* [Page excerpt]:
NEED_GET_DATA isn't related with using task work.

That said if use task work return true, you use task work to handle
GET_DATA, otherwise use io_uring_cmd_complete_in_task() to handle
it, then either we use task work or use io_uring_cmd_complete_in_task,
not mix the two.

BTW, in my test, it is observed reliably that task work can get better iops.

>  }
>  
> +static inline bool ublk_need_get_data(const struct ublk_queue *ubq)
> +{
> +	if (ubq->flags & UBLK_F_NEED_GET_DATA)
> +		return true;
> +	return false;
> +}
> +
>  static struct ublk_device *ublk_get_device(struct ublk_device *ub)
>  {
>  	if (kobject_get_unless_zero(&ub->cdev_dev.kobj))
> @@ -509,6 +528,21 @@ static void __ublk_fail_req(struct ublk_io *io, struct request *req)
>  	}
>  }
>  
> +static void ubq_complete_io_cmd(struct ublk_io *io, int res)
> +{
> +	/* mark this cmd owned by ublksrv */
> +	io->flags |= UBLK_IO_FLAG_OWNED_BY_SRV;
> +
> +	/*
> +	 * clear ACTIVE since we are done with this sqe/cmd slot
> +	 * We can only accept io cmd in case of being not active.

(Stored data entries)
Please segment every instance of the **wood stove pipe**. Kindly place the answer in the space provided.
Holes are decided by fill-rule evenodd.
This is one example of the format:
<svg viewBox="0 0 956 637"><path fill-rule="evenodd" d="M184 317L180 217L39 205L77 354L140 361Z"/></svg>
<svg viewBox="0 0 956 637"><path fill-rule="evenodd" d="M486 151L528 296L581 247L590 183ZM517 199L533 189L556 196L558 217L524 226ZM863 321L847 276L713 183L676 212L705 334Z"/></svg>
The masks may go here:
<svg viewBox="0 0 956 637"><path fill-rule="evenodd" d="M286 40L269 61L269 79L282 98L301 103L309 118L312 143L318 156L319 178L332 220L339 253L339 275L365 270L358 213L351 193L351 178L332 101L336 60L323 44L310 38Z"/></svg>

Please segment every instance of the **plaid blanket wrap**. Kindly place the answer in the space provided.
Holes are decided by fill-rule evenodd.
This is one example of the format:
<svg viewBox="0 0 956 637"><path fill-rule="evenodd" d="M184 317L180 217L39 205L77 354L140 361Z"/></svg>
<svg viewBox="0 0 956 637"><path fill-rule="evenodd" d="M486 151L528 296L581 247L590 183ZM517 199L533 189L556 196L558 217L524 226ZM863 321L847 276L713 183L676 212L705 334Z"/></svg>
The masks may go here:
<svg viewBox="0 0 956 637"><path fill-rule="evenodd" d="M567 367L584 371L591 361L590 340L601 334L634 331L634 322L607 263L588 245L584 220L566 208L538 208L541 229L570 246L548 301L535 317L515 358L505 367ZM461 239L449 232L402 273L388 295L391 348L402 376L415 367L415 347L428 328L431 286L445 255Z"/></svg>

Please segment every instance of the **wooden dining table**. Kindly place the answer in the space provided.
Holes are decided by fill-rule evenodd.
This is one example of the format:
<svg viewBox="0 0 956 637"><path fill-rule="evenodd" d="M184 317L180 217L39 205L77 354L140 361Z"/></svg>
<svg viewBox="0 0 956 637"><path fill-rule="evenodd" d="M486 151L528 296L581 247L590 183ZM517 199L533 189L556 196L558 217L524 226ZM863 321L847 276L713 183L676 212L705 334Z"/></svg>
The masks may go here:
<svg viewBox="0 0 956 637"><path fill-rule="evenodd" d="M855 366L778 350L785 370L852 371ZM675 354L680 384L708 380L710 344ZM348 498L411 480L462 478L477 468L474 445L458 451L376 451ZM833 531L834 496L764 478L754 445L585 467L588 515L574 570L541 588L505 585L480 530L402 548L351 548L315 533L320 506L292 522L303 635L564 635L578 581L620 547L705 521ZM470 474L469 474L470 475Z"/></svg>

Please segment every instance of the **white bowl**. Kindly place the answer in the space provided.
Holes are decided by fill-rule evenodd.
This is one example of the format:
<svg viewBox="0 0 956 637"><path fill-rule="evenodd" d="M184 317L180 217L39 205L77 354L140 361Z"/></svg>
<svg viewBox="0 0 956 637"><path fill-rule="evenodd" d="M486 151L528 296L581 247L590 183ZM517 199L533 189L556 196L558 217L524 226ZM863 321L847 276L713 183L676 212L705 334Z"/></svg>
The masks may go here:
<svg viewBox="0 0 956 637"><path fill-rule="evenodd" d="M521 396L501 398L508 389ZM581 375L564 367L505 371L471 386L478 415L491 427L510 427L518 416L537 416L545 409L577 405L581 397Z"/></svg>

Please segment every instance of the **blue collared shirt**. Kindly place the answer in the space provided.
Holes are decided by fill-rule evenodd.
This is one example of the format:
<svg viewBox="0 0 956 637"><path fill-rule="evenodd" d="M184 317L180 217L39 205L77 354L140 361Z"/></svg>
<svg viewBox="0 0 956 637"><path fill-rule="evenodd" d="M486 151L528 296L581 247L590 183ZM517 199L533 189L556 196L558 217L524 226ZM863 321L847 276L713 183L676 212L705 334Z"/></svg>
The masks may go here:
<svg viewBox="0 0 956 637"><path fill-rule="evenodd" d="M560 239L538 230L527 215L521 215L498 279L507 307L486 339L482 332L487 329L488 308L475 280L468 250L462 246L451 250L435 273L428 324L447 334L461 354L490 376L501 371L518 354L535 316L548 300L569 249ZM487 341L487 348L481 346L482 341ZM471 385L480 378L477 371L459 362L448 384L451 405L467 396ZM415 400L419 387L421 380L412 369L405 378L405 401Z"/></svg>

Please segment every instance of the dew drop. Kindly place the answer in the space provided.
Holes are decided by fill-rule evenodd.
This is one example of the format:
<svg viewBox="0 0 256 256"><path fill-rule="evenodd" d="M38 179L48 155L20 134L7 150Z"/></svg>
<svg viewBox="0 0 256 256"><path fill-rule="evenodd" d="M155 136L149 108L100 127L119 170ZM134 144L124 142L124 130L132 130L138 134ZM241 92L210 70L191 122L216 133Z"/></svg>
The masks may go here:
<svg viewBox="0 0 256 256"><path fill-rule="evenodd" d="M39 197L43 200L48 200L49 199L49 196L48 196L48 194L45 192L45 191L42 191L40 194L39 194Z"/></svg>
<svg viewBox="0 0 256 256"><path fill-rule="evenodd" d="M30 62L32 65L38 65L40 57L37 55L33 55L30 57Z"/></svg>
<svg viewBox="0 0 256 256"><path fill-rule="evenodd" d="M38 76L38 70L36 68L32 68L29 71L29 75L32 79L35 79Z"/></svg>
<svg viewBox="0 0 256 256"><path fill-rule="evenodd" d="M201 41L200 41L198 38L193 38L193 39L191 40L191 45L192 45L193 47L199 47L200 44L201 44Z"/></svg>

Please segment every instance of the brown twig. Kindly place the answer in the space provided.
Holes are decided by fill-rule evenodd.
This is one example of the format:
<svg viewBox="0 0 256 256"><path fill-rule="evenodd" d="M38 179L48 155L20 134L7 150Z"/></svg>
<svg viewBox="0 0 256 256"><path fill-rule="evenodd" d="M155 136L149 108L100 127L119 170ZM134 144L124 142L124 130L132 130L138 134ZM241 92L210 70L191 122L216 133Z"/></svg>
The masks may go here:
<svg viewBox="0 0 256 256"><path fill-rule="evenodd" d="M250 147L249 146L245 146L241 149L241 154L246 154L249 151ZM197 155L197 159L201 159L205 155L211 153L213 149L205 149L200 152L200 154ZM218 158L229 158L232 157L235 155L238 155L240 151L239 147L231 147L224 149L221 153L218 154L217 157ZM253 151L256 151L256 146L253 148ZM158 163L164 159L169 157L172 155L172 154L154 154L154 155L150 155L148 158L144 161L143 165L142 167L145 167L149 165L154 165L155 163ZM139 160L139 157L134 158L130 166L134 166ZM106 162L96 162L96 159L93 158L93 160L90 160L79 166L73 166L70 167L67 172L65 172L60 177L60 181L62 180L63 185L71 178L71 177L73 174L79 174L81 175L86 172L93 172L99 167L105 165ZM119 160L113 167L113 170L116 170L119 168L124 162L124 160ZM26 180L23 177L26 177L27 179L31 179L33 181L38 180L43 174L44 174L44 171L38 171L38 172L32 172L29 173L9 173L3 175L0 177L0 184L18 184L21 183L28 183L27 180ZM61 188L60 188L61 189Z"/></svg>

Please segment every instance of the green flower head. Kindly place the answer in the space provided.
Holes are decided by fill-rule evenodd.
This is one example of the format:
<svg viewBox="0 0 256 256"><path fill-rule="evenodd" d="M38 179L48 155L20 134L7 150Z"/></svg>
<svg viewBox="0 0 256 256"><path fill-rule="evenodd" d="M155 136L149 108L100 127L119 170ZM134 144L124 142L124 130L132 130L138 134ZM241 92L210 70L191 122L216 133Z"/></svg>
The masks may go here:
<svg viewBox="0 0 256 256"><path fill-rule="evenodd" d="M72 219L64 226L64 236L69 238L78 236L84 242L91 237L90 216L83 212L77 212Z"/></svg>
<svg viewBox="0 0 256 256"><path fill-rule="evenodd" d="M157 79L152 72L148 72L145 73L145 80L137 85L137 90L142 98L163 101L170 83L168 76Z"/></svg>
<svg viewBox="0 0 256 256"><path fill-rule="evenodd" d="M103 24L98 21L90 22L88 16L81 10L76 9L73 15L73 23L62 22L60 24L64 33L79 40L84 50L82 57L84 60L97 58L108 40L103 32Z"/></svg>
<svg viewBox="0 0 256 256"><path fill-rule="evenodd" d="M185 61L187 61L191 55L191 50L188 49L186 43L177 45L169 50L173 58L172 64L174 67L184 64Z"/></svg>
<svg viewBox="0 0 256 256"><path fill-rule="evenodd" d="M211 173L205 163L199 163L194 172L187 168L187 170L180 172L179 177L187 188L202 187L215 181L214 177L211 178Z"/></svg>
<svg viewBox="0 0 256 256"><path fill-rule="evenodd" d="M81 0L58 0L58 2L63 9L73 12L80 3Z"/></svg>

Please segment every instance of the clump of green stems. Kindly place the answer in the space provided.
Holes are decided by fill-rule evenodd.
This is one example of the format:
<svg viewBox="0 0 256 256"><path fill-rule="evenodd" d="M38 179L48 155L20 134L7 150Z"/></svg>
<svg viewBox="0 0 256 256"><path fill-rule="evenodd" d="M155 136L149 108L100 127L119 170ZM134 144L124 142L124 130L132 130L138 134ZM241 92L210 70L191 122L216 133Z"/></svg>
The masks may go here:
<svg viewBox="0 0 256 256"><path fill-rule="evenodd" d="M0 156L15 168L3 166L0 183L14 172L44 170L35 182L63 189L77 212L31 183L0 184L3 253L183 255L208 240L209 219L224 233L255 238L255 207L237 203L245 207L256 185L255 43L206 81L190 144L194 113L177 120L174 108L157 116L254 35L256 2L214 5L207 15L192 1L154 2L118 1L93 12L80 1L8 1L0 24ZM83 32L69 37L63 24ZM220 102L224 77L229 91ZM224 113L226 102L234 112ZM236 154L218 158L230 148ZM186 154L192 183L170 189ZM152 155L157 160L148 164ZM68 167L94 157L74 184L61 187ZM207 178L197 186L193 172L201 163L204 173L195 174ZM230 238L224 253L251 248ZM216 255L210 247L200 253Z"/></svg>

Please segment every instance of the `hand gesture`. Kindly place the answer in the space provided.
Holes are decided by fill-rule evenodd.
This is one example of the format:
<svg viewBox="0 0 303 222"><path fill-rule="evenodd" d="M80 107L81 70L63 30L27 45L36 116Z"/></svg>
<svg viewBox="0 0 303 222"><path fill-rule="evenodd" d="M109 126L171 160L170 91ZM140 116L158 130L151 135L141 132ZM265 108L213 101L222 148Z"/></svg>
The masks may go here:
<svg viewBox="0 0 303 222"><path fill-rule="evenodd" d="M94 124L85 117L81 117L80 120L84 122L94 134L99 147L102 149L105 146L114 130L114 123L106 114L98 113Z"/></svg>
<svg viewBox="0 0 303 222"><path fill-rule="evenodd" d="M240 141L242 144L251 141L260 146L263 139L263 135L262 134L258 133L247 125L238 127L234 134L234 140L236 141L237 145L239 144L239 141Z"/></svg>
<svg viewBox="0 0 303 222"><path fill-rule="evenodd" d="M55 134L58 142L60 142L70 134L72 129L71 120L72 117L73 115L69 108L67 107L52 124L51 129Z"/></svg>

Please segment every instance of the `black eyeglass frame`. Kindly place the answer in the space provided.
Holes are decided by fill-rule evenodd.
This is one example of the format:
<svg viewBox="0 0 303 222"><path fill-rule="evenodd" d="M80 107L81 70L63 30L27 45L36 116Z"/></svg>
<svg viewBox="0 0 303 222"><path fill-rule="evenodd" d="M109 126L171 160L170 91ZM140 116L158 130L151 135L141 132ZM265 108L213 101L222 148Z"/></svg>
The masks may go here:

* [Tasks for this exercise]:
a: In the patch review excerpt, what was reliably observed in the writer's test?
b: Render the records from the line containing "Please segment every instance of the **white" up to and including the line containing "396L501 398L508 389ZM581" as a two-column CSV with the columns request and answer. Give one row per request, put each value in a single quoted field, and turn line breaks into spaces.
The text and the records have no connection to each other.

* [The results]:
a: Task work can get better iops.

b:
request,answer
"Please segment every instance of the **white bowl**. Kindly place the answer in the space provided. Holes are decided by fill-rule evenodd. This is one example of the format: <svg viewBox=""0 0 956 637""><path fill-rule=""evenodd"" d=""M184 317L180 217L39 205L77 354L140 361Z""/></svg> <svg viewBox=""0 0 956 637""><path fill-rule=""evenodd"" d=""M486 151L528 296L581 247L590 183ZM517 199L533 189L556 196L558 217L524 226ZM863 321L847 276L713 183L676 212L705 334Z""/></svg> The masks may go here:","<svg viewBox=""0 0 956 637""><path fill-rule=""evenodd"" d=""M521 396L501 398L508 389ZM581 375L564 367L505 371L471 386L478 415L491 427L510 427L518 416L537 416L545 409L577 405L581 397Z""/></svg>"